▶ RAW DATA
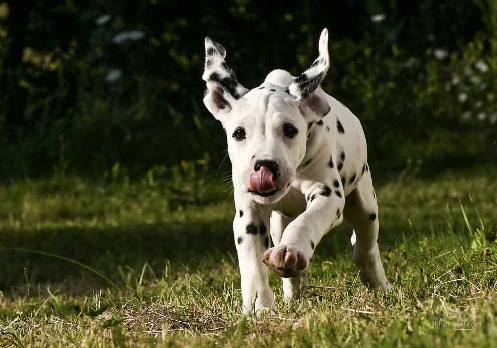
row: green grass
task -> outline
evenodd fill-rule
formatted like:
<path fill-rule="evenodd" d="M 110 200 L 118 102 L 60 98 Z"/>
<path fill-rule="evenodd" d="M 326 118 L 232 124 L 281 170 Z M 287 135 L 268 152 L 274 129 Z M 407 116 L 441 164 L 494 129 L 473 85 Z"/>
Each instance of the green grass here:
<path fill-rule="evenodd" d="M 393 293 L 358 281 L 342 226 L 317 248 L 301 299 L 284 303 L 272 274 L 274 312 L 248 318 L 229 185 L 150 177 L 4 185 L 0 345 L 490 346 L 497 168 L 414 174 L 377 186 Z M 472 329 L 454 329 L 464 322 Z"/>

▶ PROMPT
Format the lines above as a JSON list of strings, with one string per line and no blank lines. Leave the pictures out.

▶ RESPONSE TO THE TASK
[
  "row: green grass",
  "task -> outline",
  "evenodd fill-rule",
  "formatted like:",
  "<path fill-rule=\"evenodd\" d=\"M 110 200 L 118 102 L 60 98 Z\"/>",
  "<path fill-rule=\"evenodd\" d=\"M 326 118 L 232 124 L 281 170 Z M 287 135 L 268 152 L 274 129 Z M 407 116 L 441 164 L 494 129 L 473 85 Z\"/>",
  "Each instance of the green grass here:",
  "<path fill-rule=\"evenodd\" d=\"M 393 293 L 358 281 L 342 226 L 317 248 L 301 299 L 284 303 L 272 274 L 274 312 L 248 318 L 229 185 L 150 177 L 4 185 L 0 345 L 490 346 L 497 168 L 414 174 L 377 186 Z M 472 329 L 454 329 L 464 322 Z\"/>"
]